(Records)
┌────────
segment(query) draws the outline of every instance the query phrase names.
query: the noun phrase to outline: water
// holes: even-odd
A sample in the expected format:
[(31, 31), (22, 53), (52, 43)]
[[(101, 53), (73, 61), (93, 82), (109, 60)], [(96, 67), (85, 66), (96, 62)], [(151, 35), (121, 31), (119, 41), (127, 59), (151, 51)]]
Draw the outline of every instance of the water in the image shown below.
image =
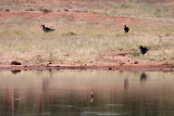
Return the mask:
[(0, 116), (174, 116), (173, 74), (0, 72)]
└────────
» **PROBLEM**: Quote every line of the data above word for word, leaving out the pictures.

» **OUTPUT**:
segment(query) draws the outline of every instance the query phrase names.
query: the noun phrase to outline: water
// holes: even-odd
A sample in the expected format:
[(31, 31), (22, 53), (52, 43)]
[[(101, 53), (73, 61), (93, 82), (109, 60)], [(96, 67), (85, 66), (96, 62)], [(151, 35), (121, 31), (119, 41), (127, 59), (151, 51)]]
Draw the outline of every instance of the water in the image shown below.
image =
Return the mask:
[(0, 116), (174, 116), (173, 74), (0, 72)]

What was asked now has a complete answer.